INPUT MATERIAL —

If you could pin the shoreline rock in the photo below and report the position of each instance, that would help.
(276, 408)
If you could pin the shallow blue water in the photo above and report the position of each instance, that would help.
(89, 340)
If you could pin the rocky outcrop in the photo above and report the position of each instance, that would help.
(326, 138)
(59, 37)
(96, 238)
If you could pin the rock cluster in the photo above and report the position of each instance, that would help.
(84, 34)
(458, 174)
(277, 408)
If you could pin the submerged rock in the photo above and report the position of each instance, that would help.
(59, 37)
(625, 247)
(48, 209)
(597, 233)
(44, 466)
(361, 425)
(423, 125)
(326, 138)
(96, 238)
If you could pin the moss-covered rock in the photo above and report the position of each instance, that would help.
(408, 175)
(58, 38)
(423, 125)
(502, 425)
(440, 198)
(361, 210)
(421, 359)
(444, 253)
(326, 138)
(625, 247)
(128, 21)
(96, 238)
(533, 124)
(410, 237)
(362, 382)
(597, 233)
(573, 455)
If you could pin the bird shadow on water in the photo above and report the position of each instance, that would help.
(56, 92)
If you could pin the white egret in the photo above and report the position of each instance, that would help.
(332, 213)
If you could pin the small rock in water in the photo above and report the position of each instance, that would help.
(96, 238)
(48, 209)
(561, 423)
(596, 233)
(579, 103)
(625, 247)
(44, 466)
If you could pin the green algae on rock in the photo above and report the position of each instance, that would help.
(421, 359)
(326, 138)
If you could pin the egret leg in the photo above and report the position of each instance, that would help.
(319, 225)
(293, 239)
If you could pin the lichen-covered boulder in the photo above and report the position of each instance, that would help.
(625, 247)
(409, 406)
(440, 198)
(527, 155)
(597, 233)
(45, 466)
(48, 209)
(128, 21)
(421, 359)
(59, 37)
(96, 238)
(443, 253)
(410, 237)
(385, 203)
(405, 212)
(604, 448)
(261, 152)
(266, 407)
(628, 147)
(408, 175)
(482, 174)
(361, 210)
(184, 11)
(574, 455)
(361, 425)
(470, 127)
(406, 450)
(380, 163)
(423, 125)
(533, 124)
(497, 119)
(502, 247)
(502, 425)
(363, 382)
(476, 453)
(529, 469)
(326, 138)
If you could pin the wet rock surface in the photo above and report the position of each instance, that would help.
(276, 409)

EXERCISE — The full data must appear again, retyped in every detail.

RESPONSE —
If you could pin the shoreline rock in the photo below and report the position of each instance, that would help.
(276, 408)
If you could pin the shallow blue water in the photo above and report the position of each instance, that would help.
(89, 340)
If you could pin the rocky outcrop in the photo above and report the position of each instance, that would help.
(326, 138)
(59, 37)
(96, 238)
If you could pin the rock cluster in the photo above and report the position of each instance, that would help.
(84, 34)
(458, 174)
(277, 408)
If you could pin the submerged rock in the photo above and report the position of each instance, that would help.
(59, 37)
(625, 247)
(48, 209)
(597, 233)
(44, 466)
(361, 425)
(423, 125)
(326, 138)
(96, 238)
If you could pin the moss-covered rock in the photo above and report the position of each instance, that would help.
(408, 175)
(58, 38)
(423, 125)
(502, 425)
(440, 198)
(361, 210)
(421, 359)
(444, 253)
(326, 138)
(625, 247)
(128, 21)
(96, 238)
(533, 124)
(410, 237)
(362, 382)
(597, 233)
(573, 455)
If you could pin the bird shadow on water in the photo above and report the position of each instance, that would help.
(56, 92)
If you could pin the white egret in the photo above and report the position of each instance, that would help.
(332, 213)
If you could pin the small rock in water in the photo above and report the position of each instance, that would help.
(96, 238)
(48, 209)
(561, 423)
(596, 233)
(579, 103)
(625, 247)
(44, 466)
If you could pin the green algae on rock in the photo above and report the position of each instance, that would help.
(421, 359)
(326, 138)
If you could pin the egret leg in the photo above and report the position of each instance, that would help.
(319, 225)
(293, 239)
If you could pin the lichen-covered boulder in the photo above and report the position of each instance, that would help.
(625, 247)
(409, 406)
(440, 198)
(527, 155)
(597, 233)
(45, 466)
(48, 209)
(128, 21)
(421, 359)
(59, 37)
(96, 238)
(443, 253)
(410, 237)
(385, 203)
(405, 212)
(604, 448)
(261, 152)
(266, 407)
(628, 147)
(408, 175)
(482, 174)
(361, 210)
(184, 11)
(574, 455)
(361, 425)
(470, 127)
(406, 450)
(380, 163)
(423, 125)
(533, 124)
(497, 119)
(502, 247)
(502, 425)
(363, 382)
(476, 453)
(529, 469)
(326, 138)
If you could pin the wet rock surface in the photo above and report the position of each instance, that would help.
(276, 409)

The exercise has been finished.